TEXTE EXTRAIT:
☆ ☆ ☆

Que prolifèrent les sceptiques!
Par Pierre Béguin
Certains termes subissent régulièrement, selon les exigences de la doxa, des déformations de sens qui finissent par leur faire dire le contraire de leur signification.
Ainsi du mot «sceptique» qui, dorénavant amputé de sa définition originelle, est devenu tout à coup une insulte: un «climato sceptique, par exemple, n’est plus qu’un dangereux dogmatique borné qui refuse d’admettre les bouleversements climatiques que la météo et toutes sortes de catastrophes naturelles rendent pourtant évidents, sans qu’aucune interrogation ne soit permise. Et ne parlons même pas des euro sceptiques ou des «mondialo sceptiques» qu’une gauche complètement détraquée relègue d’un revers de main dédaigneux dans les rangs de l’extrême droite!
Quel que soit le terrain où s’exerce actuellement la moindre velléité de scepticisme – y compris le vaccin Covid (et c’est un vacciné qui vous le dit) ou toutes les pseudo vérités brandies par le politiquement correct ou la bien-pensance – le verdict qui lui est réservé ne varie guère: ignorance, stupidité, dangereuse élucubration d’extrême droite, dogmatisme et, bien entendu – la dernière trouvaille incontournable –, complotisme (aucune chance d’échapper à ce qualificatif qui, d’un seul mot, tranche la gorge de l’argument le plus élaboré).

☆ ☆ ☆

Entrées tirées d'une collection
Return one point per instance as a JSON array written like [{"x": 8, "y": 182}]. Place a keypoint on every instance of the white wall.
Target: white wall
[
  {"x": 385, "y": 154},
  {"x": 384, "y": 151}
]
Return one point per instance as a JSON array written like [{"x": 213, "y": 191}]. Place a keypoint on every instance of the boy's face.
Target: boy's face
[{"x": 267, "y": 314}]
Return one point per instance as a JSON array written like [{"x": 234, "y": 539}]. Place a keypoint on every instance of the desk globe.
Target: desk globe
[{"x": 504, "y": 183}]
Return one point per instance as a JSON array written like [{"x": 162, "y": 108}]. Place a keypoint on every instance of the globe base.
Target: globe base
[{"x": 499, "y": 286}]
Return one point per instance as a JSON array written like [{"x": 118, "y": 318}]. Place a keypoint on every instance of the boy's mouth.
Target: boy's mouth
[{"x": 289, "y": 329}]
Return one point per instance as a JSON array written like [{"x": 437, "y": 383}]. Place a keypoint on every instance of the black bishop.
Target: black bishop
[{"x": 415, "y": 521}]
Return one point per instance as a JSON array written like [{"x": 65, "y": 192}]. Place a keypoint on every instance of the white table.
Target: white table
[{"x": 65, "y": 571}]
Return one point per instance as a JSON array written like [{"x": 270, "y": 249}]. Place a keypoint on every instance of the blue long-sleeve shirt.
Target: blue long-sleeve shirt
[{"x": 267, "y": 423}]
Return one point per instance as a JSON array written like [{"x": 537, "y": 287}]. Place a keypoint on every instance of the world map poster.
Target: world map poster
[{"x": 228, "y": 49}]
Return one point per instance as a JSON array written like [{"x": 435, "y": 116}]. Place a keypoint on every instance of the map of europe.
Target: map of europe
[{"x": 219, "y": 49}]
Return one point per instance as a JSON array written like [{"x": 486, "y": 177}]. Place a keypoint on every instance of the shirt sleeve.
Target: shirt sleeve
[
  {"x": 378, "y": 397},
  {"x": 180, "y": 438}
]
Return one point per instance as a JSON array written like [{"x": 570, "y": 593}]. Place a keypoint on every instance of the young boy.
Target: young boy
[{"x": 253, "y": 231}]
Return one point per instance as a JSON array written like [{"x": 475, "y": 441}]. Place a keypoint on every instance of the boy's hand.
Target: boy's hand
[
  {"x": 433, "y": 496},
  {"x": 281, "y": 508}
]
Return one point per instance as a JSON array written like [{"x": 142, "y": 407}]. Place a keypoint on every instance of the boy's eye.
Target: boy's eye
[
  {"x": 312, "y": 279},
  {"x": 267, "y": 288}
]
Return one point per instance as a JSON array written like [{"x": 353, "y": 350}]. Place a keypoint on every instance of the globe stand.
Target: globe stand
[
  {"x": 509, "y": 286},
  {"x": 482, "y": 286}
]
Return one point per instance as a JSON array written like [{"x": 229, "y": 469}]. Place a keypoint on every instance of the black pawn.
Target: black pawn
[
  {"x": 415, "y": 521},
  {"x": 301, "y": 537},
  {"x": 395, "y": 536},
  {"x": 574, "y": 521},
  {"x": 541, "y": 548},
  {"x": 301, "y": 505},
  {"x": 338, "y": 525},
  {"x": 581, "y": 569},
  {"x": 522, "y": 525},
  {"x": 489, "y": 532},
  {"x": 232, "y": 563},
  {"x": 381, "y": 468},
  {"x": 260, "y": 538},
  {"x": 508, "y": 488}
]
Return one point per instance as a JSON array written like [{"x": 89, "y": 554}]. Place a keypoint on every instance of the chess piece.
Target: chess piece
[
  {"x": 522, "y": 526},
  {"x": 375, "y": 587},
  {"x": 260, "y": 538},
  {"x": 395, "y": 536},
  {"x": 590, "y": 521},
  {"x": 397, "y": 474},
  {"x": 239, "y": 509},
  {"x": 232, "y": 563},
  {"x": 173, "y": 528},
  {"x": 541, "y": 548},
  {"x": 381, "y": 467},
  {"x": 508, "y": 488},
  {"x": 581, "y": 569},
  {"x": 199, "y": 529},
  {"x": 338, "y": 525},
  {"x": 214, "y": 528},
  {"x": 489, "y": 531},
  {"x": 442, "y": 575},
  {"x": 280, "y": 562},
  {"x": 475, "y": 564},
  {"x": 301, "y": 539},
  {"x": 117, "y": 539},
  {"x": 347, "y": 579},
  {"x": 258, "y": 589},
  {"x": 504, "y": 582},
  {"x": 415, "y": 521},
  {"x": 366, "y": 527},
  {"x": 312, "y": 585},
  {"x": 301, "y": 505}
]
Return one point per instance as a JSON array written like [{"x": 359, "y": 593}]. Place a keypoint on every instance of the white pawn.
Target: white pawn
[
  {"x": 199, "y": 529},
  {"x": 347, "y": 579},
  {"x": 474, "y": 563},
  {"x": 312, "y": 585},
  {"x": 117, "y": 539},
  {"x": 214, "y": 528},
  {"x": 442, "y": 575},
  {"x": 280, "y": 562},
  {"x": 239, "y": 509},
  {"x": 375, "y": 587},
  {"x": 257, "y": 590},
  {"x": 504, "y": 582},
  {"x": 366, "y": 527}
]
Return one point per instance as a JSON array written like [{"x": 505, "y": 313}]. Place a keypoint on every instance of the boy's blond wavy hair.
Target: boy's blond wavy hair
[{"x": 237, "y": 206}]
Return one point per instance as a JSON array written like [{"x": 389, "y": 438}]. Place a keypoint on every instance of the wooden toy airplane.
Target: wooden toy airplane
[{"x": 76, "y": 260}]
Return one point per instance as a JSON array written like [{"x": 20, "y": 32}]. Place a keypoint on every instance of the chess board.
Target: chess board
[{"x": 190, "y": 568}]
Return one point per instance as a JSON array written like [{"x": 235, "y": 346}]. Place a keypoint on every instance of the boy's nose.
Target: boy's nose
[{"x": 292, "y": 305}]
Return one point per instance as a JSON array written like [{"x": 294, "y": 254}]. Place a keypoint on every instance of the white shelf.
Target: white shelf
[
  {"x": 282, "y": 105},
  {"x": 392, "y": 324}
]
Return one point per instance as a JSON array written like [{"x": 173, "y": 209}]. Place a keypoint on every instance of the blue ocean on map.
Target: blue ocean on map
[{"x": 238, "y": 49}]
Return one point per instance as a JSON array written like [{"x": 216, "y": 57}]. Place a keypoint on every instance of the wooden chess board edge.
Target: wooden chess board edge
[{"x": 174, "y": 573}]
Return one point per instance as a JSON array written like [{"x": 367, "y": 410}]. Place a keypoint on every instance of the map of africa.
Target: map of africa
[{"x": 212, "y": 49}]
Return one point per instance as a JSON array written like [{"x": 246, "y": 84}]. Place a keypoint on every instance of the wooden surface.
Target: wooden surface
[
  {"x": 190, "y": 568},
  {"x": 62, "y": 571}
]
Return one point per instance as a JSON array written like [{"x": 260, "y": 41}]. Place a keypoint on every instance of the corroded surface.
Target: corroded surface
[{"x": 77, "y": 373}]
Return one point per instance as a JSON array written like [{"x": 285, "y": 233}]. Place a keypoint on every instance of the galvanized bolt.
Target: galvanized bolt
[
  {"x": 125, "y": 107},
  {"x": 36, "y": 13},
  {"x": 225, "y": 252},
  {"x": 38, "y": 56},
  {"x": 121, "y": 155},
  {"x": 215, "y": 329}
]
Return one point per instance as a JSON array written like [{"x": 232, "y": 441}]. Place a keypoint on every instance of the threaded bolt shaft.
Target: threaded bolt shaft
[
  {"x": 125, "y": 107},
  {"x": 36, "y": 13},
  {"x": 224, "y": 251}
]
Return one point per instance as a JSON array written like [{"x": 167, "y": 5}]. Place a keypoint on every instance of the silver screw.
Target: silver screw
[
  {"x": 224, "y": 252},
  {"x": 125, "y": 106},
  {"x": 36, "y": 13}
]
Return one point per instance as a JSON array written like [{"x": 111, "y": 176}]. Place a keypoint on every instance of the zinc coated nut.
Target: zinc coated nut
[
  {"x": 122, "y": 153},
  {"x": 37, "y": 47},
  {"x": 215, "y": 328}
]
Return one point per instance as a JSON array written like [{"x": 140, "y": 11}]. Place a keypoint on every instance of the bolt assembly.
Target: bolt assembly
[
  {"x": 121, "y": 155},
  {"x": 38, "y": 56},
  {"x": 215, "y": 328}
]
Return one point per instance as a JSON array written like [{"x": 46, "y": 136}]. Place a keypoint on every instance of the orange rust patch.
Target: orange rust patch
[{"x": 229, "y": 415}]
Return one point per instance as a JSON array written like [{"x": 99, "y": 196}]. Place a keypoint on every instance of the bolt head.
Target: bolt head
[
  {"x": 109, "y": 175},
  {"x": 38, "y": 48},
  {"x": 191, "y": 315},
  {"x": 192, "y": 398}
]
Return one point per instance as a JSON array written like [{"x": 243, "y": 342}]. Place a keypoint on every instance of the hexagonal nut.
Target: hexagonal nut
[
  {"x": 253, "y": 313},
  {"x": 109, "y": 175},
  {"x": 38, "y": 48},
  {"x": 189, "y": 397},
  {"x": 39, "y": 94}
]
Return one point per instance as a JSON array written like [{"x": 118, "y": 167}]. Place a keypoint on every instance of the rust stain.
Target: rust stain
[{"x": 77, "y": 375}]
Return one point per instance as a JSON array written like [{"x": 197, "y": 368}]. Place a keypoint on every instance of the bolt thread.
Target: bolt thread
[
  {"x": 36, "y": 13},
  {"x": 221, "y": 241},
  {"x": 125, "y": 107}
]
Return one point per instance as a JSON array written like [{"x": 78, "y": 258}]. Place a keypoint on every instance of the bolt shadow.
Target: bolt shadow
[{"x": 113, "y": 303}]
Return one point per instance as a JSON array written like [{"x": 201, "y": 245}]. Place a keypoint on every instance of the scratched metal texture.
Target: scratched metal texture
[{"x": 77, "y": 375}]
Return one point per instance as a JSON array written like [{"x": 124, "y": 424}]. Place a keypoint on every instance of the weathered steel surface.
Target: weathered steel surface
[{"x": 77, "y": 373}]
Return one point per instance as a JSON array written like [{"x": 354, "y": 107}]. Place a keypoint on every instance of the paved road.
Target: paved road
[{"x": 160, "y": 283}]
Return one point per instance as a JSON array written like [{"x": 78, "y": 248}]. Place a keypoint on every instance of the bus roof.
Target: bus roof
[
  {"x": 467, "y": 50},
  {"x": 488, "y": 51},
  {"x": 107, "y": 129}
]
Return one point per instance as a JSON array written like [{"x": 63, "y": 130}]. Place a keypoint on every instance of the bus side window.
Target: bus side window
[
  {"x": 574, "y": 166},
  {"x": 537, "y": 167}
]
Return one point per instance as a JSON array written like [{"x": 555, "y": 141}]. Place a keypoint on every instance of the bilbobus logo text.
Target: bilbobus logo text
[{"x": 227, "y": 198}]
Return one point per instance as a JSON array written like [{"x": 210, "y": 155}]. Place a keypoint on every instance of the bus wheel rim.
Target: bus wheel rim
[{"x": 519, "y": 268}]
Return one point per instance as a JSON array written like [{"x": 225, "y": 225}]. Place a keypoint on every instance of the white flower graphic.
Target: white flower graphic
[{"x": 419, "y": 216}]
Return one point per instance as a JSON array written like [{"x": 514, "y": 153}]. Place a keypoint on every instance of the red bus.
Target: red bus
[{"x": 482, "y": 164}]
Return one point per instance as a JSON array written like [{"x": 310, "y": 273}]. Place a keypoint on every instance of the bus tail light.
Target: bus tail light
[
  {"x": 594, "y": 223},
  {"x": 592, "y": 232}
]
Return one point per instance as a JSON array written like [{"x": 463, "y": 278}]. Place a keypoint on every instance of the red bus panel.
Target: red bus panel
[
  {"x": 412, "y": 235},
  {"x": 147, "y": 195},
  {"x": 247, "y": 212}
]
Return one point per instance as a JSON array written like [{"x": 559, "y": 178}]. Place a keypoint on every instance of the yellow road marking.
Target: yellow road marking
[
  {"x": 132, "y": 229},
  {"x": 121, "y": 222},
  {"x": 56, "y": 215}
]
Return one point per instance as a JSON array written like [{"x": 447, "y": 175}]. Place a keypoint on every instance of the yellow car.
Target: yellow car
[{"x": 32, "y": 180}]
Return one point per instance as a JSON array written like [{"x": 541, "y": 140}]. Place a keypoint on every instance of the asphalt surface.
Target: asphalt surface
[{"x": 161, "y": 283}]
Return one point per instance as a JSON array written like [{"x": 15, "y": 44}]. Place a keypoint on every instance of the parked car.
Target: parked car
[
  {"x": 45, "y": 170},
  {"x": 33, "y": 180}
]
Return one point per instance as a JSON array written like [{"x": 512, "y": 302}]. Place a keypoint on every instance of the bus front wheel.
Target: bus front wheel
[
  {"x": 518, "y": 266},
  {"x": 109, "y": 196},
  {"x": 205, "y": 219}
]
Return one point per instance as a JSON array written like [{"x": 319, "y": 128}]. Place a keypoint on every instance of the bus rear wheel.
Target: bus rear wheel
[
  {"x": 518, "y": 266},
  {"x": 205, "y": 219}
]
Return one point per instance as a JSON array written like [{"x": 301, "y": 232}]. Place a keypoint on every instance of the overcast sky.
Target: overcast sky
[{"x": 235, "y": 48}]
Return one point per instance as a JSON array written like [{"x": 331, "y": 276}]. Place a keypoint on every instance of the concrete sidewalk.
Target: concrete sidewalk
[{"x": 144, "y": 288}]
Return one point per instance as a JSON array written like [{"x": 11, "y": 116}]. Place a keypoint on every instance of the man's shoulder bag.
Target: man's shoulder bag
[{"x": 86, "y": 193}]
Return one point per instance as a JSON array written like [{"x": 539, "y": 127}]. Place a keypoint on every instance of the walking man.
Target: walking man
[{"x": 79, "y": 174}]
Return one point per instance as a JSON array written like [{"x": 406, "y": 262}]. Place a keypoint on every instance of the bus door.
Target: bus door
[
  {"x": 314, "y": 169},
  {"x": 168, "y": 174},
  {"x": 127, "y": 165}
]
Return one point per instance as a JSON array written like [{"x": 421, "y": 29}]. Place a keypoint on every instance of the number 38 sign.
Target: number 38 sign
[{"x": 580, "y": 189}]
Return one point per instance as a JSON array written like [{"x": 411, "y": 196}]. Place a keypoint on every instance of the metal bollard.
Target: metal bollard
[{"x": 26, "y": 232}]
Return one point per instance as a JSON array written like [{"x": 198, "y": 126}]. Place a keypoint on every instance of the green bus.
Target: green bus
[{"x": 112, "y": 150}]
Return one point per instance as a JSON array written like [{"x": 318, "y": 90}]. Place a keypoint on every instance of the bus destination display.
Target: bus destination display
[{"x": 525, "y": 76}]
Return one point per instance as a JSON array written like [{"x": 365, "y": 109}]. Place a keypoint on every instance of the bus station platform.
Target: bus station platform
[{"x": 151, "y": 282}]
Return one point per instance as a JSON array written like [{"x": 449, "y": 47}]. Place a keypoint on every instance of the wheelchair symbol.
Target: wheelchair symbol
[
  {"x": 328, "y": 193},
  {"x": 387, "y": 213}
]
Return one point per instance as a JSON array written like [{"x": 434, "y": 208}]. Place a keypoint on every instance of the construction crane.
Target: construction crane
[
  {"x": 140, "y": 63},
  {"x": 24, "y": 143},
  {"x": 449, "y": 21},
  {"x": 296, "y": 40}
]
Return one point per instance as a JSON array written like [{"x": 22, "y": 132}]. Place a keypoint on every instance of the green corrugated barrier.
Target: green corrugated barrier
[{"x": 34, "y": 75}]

☆ ☆ ☆

CONSIGNE 1:
Répondez aux questions suivantes à l'aide du texte sur le mot « sceptique ».
(a) Qu'est devenu le mot « sceptique » une fois amputé de sa définition originelle ?
(b) Qui relègue les euro sceptiques et les « mondialo sceptiques » dans les rangs de l'extrême droite ?
(c) Quel qualificatif est présenté comme « la dernière trouvaille incontournable » ?
CONSIGNE 2: Rédigez la suite du texte sur le mot « sceptique » à partir de sa dernière phrase.

CORRIGÉ 1:
(a) Il est devenu une insulte.
(b) C'est une gauche complètement détraquée qui les y relègue.
(c) Il s'agit du complotisme.

CORRIGÉ 2:
Bref, le sceptique est devenu un affreux individu infréquentable, de ceux qui puent de la gueule, qu’il faut pendre au plus vite au grand cacatois de la bien-pensance et de la doxa dominante.
Et pourtant, l’histoire moderne de la pensée (je ne remonterai pas jusqu’à l’Antiquité) comprend de grands sceptiques, à commencer par Montaigne, Hume, Nietzsche et même, à sa manière, Wittgenstein…
Il serait donc urgent de rappeler aux stupides censeurs de tous bords:
1. - Que le scepticisme est d’abord une pensée non dogmatique (contrairement à celle qui la dénigre actuellement), dont le principe méthodologique consiste à opposer, à toute raison valable (je souligne), une raison contraire et tout aussi convaincante. L’objectif d’une telle démarche vise à détruire les fausses opinions que nous soutenons à tout propos, qui nous trompent sur la nature des choses et nous empêchent d’atteindre l’ataraxie.
Toute l’entreprise de Montaigne est contenue dans cette définition. Et comme Montaigne, le sceptique laisse toujours ouverte la possibilité d’une réfutation, car il sait que le vérité est par définition insaisissable. Il ne s’arrête pas à une conclusion, il poursuit sa réflexion, pousse plus en avant sa recherche de sens, quitte à rester dans l’ignorance en n’admettant rien qui ne soit douteux.
Dans les jugements à l’emporte-pièce des thuriféraires de la doxa dominante, c’est Montaigne qu’on assassine. Mais peu importe à ces nouveaux inquisiteurs, car ils ne l’ont pas lu. L’ignorance, la stupidité, le dogmatisme, ne sont pas forcément là où on les désigne.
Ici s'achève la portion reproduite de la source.